--- Record list ---

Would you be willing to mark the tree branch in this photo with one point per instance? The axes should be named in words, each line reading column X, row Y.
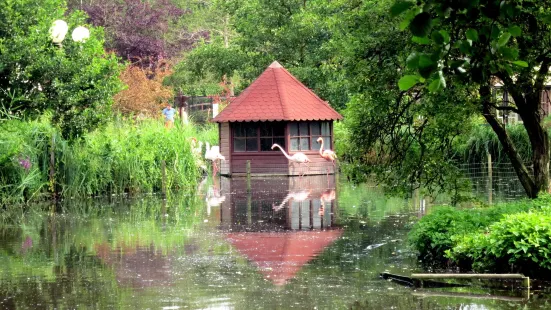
column 506, row 108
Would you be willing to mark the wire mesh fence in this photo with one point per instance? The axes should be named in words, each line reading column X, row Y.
column 498, row 182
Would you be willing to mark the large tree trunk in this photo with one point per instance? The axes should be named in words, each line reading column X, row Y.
column 528, row 183
column 539, row 140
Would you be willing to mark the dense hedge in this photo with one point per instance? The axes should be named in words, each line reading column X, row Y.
column 507, row 237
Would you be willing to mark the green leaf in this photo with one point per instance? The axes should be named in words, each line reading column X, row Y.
column 408, row 81
column 434, row 86
column 426, row 65
column 420, row 40
column 465, row 47
column 508, row 53
column 515, row 31
column 520, row 63
column 495, row 32
column 437, row 38
column 420, row 25
column 456, row 64
column 503, row 39
column 472, row 35
column 404, row 24
column 445, row 35
column 413, row 60
column 399, row 7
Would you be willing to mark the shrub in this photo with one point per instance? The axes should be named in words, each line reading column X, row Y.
column 442, row 229
column 517, row 243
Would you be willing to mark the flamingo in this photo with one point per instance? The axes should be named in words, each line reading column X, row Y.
column 196, row 151
column 213, row 154
column 327, row 196
column 194, row 148
column 327, row 154
column 213, row 199
column 299, row 157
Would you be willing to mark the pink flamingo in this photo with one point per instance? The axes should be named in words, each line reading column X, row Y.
column 327, row 154
column 213, row 154
column 299, row 157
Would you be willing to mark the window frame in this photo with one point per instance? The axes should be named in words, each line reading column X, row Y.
column 312, row 145
column 258, row 136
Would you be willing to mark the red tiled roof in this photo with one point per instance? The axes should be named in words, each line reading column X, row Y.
column 276, row 95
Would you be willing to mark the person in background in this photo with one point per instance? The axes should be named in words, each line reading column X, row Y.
column 169, row 113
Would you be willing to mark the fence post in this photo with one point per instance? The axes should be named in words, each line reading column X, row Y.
column 52, row 168
column 163, row 173
column 490, row 183
column 248, row 175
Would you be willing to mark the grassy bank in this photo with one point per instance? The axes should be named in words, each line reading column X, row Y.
column 509, row 237
column 482, row 139
column 124, row 157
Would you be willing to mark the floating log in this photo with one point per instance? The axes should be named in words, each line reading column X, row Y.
column 470, row 296
column 420, row 279
column 416, row 282
column 501, row 276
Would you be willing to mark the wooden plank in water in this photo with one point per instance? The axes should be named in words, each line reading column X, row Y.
column 494, row 276
column 470, row 296
column 467, row 276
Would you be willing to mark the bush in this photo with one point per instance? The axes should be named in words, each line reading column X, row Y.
column 442, row 229
column 517, row 243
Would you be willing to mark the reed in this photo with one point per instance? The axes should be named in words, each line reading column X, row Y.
column 122, row 158
column 475, row 147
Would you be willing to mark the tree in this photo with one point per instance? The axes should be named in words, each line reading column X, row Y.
column 291, row 32
column 141, row 31
column 145, row 92
column 75, row 81
column 477, row 42
column 404, row 139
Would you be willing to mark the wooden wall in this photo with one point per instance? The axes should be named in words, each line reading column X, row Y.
column 225, row 147
column 267, row 163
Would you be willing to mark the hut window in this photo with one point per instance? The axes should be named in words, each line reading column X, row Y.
column 245, row 137
column 255, row 137
column 271, row 133
column 304, row 135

---

* _Objective_
Render every line of the records above as a numbered list, skipping blank lines and omitting the pictures.

* _Response for this exercise_
1. Would you be willing to mark the tree branch in this photo with one point per instance? The axes should be named in words, each line reading column X, row Y.
2. column 506, row 108
3. Would you be willing to mark the wire mesh fence in this photo with one point per instance? The axes should be named in words, each line reading column X, row Y.
4. column 498, row 182
5. Would you be willing to mark the large tree trunk in this photo with one point per instance? The axes should be named in words, each line reading column X, row Y.
6. column 528, row 183
7. column 539, row 140
8. Would you be willing to mark the dense hedge in this photo with one point per instance? The axes should be named in words, each line reading column X, row Y.
9. column 507, row 237
10. Would you be willing to mark the green leaf in this photo with one point per instance? The axes should be named in words, each line reading column X, row Y.
11. column 408, row 81
12. column 434, row 86
13. column 426, row 65
14. column 420, row 40
15. column 465, row 47
16. column 508, row 53
17. column 515, row 31
18. column 520, row 63
19. column 495, row 32
20. column 437, row 38
21. column 420, row 25
22. column 456, row 64
23. column 503, row 39
24. column 472, row 35
25. column 404, row 24
26. column 445, row 35
27. column 413, row 60
28. column 399, row 7
29. Would you be willing to mark the shrub in this photo with one point per instance? The axes should be named in words, each line reading column X, row Y.
30. column 442, row 229
31. column 517, row 243
32. Would you be willing to mark the flamingo in this photo with one point per instance? The axes should be named in words, each line reading column X, row Y.
33. column 196, row 151
34. column 213, row 154
35. column 327, row 196
36. column 194, row 148
37. column 327, row 154
38. column 213, row 199
39. column 299, row 157
40. Would you be willing to mark the pink flamingo in this photo with one point per instance? The axes should be named in words, each line reading column X, row Y.
41. column 327, row 154
42. column 213, row 154
43. column 299, row 157
44. Would you be willing to mark the window frame in this photo with one point per instance? The axes should be named in words, each line reading column X, row Y.
45. column 312, row 145
46. column 258, row 136
47. Would you be willing to mark the red tiled roof in this photo with one point per instance? The axes should be named in words, each line reading column X, row Y.
48. column 276, row 95
49. Would you be willing to mark the person in background in this photo with one point per instance? The axes should be named in words, each line reading column X, row Y.
50. column 169, row 113
51. Would you be willing to mark the fence post in this photo with one point per instance? The axes should be named in words, each line reading column X, row Y.
52. column 52, row 168
53. column 163, row 173
54. column 490, row 183
55. column 248, row 175
56. Would you be willing to mark the grassy bank in this photo with one point per instance? The axes should be named in words, each line reading column X, row Y.
57. column 509, row 237
58. column 482, row 139
59. column 124, row 157
60. Would you be willing to mark the floating log in this photo with one point per instance? The axes should be named in words, each line reading column X, row Y.
61. column 470, row 296
62. column 420, row 279
63. column 416, row 282
64. column 501, row 276
65. Would you be willing to mark the wooden plank in water in this photo with one point per instance? The axes should be named in words, each line reading column X, row Y.
66. column 494, row 276
67. column 470, row 296
68. column 467, row 276
69. Would you be willing to mark the bush in this photo with one point per instance? The axes should be named in words, each line reading column X, row Y.
70. column 442, row 229
71. column 517, row 243
72. Would you be willing to mark the reed in this photo with one point per instance? The axes should be named in words, each line reading column X, row Y.
73. column 122, row 158
74. column 475, row 147
75. Would you be willing to mark the tree in this photo with one point per instance? The axes should be named in words, each line reading column X, row Y.
76. column 291, row 32
77. column 141, row 31
78. column 145, row 92
79. column 75, row 81
80. column 477, row 42
81. column 404, row 139
82. Would you be willing to mark the wooden wall in this photo with one point per instance? The axes should be named in words, each line reading column X, row Y.
83. column 225, row 147
84. column 267, row 163
85. Would you be willing to mark the hut window in this photo with one point per instance? The axes should be named in words, each line reading column X, row Y.
86. column 245, row 137
87. column 255, row 137
88. column 271, row 133
89. column 304, row 135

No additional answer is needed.